## STATED TASK:
Repeat the entries starting at the line that contains "Every doorway —" and ending with the last entry, requests included. Offset every bounding-box coordinate in the answers by 131, and leave the requests and their format samples unchanged.

## RECORDS SUPPLIED:
>>>>>

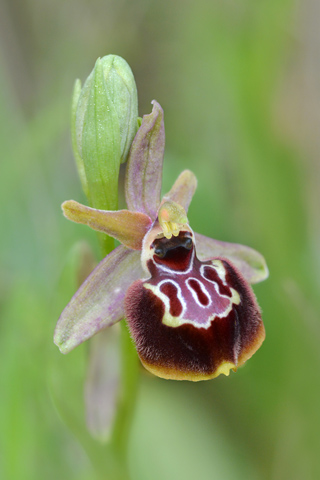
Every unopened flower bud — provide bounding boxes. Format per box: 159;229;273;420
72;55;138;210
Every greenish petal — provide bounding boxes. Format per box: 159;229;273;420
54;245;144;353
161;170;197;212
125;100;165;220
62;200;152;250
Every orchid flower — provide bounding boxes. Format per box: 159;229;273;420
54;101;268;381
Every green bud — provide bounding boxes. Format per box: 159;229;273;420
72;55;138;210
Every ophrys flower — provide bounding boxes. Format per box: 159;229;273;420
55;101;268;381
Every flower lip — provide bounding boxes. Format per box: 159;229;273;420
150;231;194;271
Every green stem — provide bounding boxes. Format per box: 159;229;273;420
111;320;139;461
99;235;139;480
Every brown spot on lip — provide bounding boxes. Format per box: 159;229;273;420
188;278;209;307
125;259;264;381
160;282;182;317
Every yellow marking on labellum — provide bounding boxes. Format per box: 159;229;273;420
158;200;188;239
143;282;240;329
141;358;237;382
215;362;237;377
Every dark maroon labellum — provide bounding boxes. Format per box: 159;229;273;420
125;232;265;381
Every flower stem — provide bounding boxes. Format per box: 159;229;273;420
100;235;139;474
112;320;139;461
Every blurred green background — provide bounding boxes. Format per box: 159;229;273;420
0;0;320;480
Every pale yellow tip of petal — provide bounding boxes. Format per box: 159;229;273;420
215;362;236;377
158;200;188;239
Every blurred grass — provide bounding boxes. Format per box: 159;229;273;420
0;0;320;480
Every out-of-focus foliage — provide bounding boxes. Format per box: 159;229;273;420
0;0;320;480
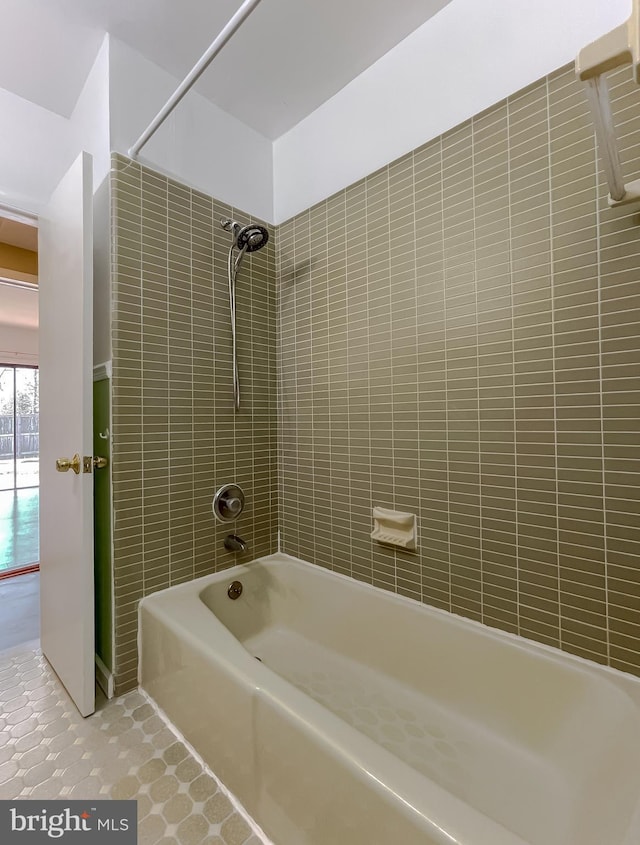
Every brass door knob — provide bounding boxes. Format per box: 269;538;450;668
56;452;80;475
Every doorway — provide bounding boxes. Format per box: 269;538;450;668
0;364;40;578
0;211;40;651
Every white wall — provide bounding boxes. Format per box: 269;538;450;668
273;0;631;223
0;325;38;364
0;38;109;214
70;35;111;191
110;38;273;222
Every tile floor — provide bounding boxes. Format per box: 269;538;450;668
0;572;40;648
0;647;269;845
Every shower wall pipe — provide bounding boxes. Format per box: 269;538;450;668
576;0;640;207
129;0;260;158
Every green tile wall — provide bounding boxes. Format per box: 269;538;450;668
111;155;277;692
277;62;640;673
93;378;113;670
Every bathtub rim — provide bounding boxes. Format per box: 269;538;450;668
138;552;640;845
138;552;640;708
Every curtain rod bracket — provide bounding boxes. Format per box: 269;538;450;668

<<<<<

## REPLY:
Every doorway — provide bounding boxes. Format per box: 269;538;450;668
131;495;171;709
131;342;171;782
Every white wall — provide bounding boxes. Format per box: 269;538;450;668
404;131;762;354
131;456;169;495
131;169;240;345
201;166;242;322
241;169;404;353
Every tile floor — provide bounding boxes. Format per box: 269;538;450;668
131;703;171;779
131;778;400;976
Every shower wall pipe — provide bounding boxes. Format per box: 269;538;450;668
707;131;771;338
260;131;391;289
Every green tile wall — provide bounding boxes. Format per box: 269;538;450;668
242;286;408;823
408;193;771;804
224;509;244;801
Every bathtub rim — provide bounding boxes. Format per box: 269;538;450;668
269;683;771;976
269;683;771;839
Every curtain rod bracket — provide bounding boxes. Format per box: 269;538;450;668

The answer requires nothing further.